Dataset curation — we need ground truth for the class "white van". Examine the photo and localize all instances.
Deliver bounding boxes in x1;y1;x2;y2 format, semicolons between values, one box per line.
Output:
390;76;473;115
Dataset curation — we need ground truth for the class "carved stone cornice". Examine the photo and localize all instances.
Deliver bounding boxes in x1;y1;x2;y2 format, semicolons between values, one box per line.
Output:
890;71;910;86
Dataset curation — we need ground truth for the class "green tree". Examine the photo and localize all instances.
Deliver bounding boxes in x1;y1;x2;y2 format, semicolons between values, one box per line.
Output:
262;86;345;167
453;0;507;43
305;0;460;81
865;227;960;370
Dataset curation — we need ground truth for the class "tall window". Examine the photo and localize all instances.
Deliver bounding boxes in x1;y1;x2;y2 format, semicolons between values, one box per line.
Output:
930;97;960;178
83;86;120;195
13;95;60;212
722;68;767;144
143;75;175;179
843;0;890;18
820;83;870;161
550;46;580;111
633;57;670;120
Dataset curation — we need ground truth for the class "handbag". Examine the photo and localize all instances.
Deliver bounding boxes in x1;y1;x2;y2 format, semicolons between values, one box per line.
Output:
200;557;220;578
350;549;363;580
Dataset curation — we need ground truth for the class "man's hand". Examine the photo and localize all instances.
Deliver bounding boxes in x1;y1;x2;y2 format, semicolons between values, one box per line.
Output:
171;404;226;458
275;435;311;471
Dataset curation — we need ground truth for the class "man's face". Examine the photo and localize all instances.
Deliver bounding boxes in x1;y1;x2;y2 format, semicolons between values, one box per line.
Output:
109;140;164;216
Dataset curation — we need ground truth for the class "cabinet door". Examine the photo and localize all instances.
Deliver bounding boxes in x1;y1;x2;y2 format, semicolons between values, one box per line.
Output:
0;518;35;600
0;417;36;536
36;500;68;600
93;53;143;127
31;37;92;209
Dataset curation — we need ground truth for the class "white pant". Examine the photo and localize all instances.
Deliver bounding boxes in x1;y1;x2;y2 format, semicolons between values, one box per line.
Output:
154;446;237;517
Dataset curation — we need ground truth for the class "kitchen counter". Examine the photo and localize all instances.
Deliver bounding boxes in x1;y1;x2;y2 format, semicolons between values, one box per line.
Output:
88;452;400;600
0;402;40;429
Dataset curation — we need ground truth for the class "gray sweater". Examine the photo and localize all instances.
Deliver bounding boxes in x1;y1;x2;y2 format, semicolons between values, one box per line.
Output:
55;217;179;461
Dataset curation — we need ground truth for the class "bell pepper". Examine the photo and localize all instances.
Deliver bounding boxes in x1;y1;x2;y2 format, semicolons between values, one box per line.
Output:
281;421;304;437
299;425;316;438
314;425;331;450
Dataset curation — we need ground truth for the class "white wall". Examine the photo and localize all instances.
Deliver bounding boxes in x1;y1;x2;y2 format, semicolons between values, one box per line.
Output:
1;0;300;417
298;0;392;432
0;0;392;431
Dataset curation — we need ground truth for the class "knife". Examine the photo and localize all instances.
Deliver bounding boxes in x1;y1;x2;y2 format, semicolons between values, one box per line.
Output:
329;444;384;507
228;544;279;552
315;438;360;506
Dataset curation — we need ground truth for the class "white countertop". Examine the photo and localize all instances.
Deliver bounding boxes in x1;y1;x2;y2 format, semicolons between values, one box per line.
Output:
————————
→ **TASK DIRECTIONS**:
Rewrite all of the rows above, changing every "Examine" to "Inspect" and leaving everything else as it is.

→ **FINAL RESULT**:
Dataset curation — we need ground truth for the class "white van". Inspect the photo and localize all instances.
Deliver bounding boxes in x1;y1;x2;y2 format, semicolons between values, one box per line.
Output:
390;76;473;115
Dataset curation — we need ground truth for the class "carved stone cornice". Inspect the photo and localize all instances.
Deliver bounding boxes in x1;y1;x2;y2 format, semicolons between values, one box per line.
Output:
890;71;910;86
Dataset curation — we need ground truth for the class "green tree". Inspect the photo and localize all instances.
Deliver bounding boxes in x1;y1;x2;y2 format, semicolons between values, one box per line.
Output:
262;86;345;167
453;0;507;43
305;0;460;81
865;227;960;370
Dataset curation — we need ground truth for the class "tall window". Inspect the photo and localize all instances.
Deliver bounding boxes in x1;y1;x2;y2 format, semicolons between values, one box per line.
Output:
930;97;960;178
83;86;120;195
13;95;60;212
722;68;767;144
143;75;175;179
843;0;890;18
820;83;870;161
550;46;580;111
633;57;670;120
Dataset curation — we need ground truth for the class "handbag". Inspect the photo and localize all instances.
Deliver bounding boxes in x1;y1;x2;y2 format, semicolons between values, one box per line.
Output:
200;557;220;578
350;549;363;580
Dataset curation — we need ground truth for the class "man's hand". Inspect the photo and localize all instances.
Deliver bounding boxes in x1;y1;x2;y2 format, semicolons between values, one box per line.
Output:
171;404;226;458
275;435;311;471
Dataset curation — we need ground truth for the class "man's face". Inspect the photo and localize all instances.
Deliver bounding boxes in x1;y1;x2;y2 format, semicolons between values, one box per line.
Output:
109;140;164;216
Dataset curation — we need ground truth for the class "cabinet door". Inspect the photo and localize all instances.
Deliver bounding boxes in x1;y1;x2;y2 format, semicolons between values, one box per line.
Output:
0;518;35;600
0;417;36;536
36;500;68;600
93;53;143;127
31;37;92;209
Dataset curation — we need ground truth for the class "white pant". Inspect the photo and localize all instances.
Deliver bounding boxes in x1;y1;x2;y2 format, semicolons between values, one box per line.
Output:
154;446;237;517
Dataset curation — we need ground truth for the class "kitchen counter". Inspect the photo and localize all instances.
Deliver bounding boxes in x1;y1;x2;y2 format, semicolons between values, one box per line.
Output:
88;452;400;600
0;402;40;429
Dataset curation — we need ground truth for the class "gray sweater". Inspect the photo and localize all instances.
Deliver bounding boxes in x1;y1;x2;y2 format, semicolons between values, one box per line.
Output:
55;217;179;461
Dataset curation — we need ground truth for the class "bell pepper". Inspect the photo and localize all instances.
Deliver bounding boxes in x1;y1;x2;y2 format, semicolons between values, one box per line.
Output:
281;421;304;437
299;425;316;438
314;425;331;450
Dataset curation — we need ground truth for the class "white wall". Inspect the photo and localize all instances.
Deliver bounding boxes in x1;y1;x2;y2 format, semicolons between values, one box per line.
Output:
1;0;300;417
298;0;392;432
0;0;392;431
Dataset curation — we need ground truth for the class "knife". Inspect the photo and localize all instances.
Deliver bounding boxes in x1;y1;x2;y2 format, semicolons between values, one box per line.
Output:
329;444;384;507
228;544;279;552
315;438;360;506
Dataset curation — we need ground truth for the class "white countertop". Inspect the photo and localize all instances.
Deliver bounding boxes in x1;y1;x2;y2 format, semicolons between values, one box per line.
Output:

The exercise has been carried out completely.